## start

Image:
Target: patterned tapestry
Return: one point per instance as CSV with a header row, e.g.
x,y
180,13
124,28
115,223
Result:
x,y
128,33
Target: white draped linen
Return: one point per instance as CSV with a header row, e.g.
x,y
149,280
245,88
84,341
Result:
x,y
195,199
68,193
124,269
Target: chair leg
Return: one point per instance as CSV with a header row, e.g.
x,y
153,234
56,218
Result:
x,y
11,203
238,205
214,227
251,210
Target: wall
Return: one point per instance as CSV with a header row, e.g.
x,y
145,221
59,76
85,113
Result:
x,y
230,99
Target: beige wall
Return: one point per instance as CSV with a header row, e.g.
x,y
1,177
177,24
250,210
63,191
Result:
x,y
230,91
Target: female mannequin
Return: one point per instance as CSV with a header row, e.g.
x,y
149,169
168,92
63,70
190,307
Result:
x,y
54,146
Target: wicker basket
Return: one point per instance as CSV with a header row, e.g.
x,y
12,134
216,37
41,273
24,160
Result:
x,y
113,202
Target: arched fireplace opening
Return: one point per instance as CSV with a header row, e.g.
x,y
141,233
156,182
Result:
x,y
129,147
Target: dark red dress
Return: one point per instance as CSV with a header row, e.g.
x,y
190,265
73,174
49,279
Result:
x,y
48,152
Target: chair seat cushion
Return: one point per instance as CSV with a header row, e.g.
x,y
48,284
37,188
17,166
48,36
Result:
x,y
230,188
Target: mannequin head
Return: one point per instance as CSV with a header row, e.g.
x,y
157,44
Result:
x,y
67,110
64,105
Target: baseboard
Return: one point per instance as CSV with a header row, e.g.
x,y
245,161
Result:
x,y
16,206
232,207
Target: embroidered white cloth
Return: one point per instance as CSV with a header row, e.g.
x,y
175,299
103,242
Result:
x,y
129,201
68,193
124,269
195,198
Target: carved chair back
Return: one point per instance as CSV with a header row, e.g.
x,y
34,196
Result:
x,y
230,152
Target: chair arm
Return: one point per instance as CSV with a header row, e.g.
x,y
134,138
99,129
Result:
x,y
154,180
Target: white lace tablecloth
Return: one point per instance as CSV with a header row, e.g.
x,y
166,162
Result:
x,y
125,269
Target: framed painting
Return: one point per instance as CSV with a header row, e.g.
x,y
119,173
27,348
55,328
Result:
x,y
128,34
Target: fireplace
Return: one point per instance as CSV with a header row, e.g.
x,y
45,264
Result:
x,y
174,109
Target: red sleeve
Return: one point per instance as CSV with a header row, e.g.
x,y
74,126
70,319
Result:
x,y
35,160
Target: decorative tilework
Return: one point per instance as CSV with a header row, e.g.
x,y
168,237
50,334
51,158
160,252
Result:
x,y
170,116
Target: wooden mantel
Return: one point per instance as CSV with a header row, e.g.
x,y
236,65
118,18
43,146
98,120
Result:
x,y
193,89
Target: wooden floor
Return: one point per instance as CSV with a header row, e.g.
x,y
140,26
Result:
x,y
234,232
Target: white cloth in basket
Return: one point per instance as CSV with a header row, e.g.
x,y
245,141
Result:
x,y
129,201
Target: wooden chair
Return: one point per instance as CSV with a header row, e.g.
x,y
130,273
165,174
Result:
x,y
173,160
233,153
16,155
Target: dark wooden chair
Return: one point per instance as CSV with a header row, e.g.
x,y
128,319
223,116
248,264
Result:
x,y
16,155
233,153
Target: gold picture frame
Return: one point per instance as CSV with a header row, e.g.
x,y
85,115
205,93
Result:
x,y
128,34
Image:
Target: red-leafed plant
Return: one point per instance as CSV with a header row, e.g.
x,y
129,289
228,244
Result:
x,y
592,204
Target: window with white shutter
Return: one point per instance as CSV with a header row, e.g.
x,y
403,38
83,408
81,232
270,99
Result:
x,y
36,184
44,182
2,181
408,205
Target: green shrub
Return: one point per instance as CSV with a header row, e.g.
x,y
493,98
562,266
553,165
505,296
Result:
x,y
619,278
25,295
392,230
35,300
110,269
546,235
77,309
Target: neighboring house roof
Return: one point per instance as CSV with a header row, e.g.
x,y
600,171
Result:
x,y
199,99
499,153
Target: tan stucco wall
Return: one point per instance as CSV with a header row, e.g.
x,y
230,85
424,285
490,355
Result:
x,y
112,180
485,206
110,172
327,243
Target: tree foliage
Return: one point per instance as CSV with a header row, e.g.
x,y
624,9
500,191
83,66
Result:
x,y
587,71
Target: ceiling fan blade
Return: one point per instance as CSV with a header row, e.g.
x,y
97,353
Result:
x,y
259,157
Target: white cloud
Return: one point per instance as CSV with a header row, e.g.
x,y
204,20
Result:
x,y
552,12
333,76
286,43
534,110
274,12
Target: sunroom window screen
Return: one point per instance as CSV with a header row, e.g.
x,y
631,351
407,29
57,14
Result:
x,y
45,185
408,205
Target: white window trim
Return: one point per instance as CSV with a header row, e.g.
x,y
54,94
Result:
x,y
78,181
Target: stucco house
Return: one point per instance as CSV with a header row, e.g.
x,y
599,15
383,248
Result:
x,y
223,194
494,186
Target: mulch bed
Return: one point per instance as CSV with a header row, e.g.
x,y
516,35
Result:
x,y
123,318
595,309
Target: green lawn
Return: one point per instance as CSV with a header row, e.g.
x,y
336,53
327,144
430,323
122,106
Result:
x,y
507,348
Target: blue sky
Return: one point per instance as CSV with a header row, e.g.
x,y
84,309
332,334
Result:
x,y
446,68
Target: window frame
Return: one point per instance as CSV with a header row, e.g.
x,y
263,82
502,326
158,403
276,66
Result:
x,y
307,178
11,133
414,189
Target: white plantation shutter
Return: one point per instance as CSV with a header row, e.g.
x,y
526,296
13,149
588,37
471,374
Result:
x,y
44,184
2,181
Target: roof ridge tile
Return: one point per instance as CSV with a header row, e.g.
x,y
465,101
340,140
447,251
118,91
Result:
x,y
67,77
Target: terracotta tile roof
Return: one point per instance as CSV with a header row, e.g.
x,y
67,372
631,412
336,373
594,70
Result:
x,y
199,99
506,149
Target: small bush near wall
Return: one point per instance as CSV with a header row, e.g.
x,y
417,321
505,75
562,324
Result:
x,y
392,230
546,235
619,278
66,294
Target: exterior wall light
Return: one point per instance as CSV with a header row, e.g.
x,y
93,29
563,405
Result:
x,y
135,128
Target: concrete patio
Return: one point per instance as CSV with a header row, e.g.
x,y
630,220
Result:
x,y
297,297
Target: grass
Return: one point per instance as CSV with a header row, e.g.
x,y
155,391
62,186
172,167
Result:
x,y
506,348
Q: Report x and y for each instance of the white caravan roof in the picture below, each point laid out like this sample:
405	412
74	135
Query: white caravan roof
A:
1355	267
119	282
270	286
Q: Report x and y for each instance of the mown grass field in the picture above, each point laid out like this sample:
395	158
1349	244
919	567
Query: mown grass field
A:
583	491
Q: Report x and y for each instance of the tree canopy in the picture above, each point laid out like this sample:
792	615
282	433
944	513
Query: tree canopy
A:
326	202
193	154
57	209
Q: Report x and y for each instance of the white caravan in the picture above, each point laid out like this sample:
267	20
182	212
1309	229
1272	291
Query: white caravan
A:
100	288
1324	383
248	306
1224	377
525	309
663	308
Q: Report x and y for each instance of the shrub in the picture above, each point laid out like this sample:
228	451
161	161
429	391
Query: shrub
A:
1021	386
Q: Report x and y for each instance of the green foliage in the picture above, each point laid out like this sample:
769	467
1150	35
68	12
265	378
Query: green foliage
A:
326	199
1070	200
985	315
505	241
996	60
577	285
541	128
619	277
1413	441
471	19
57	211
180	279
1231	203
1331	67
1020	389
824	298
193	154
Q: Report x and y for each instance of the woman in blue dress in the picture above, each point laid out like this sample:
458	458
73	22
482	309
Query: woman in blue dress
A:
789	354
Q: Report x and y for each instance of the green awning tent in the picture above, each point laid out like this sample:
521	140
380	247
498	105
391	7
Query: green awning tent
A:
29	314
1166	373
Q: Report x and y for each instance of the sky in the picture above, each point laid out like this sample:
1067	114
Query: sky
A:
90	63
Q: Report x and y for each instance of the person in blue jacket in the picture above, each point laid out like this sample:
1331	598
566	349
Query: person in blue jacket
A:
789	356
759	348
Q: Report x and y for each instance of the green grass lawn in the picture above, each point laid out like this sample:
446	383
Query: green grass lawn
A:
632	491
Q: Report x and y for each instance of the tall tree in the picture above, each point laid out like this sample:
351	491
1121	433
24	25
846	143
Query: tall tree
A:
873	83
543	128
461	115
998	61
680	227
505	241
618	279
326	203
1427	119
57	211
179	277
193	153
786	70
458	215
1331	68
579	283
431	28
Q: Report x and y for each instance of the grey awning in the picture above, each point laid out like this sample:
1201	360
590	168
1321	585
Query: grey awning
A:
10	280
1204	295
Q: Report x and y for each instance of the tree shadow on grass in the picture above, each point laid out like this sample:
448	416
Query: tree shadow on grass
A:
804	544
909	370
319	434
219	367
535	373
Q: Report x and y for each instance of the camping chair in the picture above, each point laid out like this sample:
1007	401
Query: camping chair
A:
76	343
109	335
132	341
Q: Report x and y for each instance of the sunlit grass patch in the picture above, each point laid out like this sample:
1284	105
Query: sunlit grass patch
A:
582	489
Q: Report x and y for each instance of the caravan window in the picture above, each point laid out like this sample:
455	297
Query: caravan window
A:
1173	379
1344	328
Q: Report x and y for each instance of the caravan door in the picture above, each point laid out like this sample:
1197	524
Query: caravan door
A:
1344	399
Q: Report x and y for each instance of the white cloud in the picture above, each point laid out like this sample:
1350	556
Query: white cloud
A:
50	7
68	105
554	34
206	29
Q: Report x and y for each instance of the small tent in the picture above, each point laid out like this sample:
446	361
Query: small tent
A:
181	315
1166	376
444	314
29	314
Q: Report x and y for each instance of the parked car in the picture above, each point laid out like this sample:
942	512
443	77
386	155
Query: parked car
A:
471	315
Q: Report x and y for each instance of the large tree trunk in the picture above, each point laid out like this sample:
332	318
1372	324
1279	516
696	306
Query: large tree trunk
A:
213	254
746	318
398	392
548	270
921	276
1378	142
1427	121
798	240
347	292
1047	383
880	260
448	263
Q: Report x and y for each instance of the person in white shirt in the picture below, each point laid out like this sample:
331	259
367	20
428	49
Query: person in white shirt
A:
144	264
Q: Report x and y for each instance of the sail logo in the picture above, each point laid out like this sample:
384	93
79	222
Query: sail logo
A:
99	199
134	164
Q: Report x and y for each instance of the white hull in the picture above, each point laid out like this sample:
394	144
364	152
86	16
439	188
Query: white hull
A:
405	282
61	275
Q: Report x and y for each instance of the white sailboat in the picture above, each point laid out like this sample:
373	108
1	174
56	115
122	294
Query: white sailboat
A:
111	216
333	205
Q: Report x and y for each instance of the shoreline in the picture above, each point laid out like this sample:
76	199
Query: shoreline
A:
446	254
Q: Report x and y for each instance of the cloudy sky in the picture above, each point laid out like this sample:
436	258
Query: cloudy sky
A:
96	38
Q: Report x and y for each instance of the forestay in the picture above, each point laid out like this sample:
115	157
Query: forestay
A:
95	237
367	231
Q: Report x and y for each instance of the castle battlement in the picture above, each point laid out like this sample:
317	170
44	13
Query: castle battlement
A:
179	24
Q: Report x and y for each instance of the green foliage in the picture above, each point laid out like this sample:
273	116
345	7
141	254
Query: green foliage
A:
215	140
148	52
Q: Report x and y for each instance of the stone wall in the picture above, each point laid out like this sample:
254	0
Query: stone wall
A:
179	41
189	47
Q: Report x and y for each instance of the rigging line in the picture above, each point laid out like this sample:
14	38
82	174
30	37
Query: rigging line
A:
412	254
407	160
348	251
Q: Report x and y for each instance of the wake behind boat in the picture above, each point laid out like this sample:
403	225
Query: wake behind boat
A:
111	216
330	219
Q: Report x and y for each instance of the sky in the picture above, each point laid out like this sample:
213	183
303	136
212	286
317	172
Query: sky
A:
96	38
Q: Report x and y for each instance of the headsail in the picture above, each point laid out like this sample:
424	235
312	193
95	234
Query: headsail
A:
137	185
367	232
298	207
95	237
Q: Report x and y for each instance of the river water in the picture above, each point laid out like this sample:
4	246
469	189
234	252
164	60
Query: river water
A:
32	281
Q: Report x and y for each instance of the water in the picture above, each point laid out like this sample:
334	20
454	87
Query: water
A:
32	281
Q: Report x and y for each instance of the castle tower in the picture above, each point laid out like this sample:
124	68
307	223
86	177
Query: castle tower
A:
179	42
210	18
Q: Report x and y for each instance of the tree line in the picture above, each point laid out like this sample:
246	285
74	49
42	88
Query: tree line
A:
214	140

## end

→ **WHAT THE TASK REQUIRES**:
Take the line that contains "Q: Report x and y for each instance of the forestay" and every line after it through the end of the listing above, and repeat them exactly.

→ **EXERCISE ANSWER**:
Q: Report x and y for each instance of the forestay in the picture above, each point laid out like this sample:
115	157
Query: forestay
A:
95	237
367	231
Q: Report x and y for each instance of the castle battlement in the picture above, each point laid out like this sample:
317	170
44	13
Query: castle battlement
A:
179	24
Q: Report x and y for each instance of the green foliage in the picture above, each point laid out like this sample:
273	116
345	7
141	254
Query: green foliage
A:
215	140
148	52
Q: Report x and y for each instance of the stone wall in the picture above, each point laid out like this sample:
254	0
Query: stone wall
A:
179	41
189	47
Q: Report x and y for each instance of the rigging line in the picture above, each point laid out like this sample:
14	38
82	174
30	37
Query: rigging line
A:
412	254
407	160
348	251
Q: Report x and y for each instance of the wake behind boat in the picture above, each point laid out like this sample:
403	225
Query: wake behind boat
A:
111	216
330	219
Q: Report x and y for each instance of the sky in the picture above, each point laid out like this sample:
213	183
303	136
212	286
317	172
Query: sky
A:
96	38
Q: Report x and y for each instance of the headsail in the picture above, each point laid out like this sample:
424	235
312	193
95	234
Query: headsail
A:
137	185
367	232
298	207
95	237
Q: Report x and y for each instance of the river water in the picture above, each point laid out like this sample:
4	246
469	189
234	252
164	60
Query: river water
A:
32	281
Q: Report x and y for each instance of the water in the picture above, each point laid out like this sample:
334	20
454	87
Query: water
A:
32	281
Q: Report x and y for each instance of the castle tower in the picture above, each point laid out like this sample:
124	68
307	223
86	177
Query: castle tower
A:
179	42
210	18
Q: Report x and y for each instance of the tree line in the picture above, each point laid out like this sample:
246	285
74	49
42	88
Query: tree line
A:
214	140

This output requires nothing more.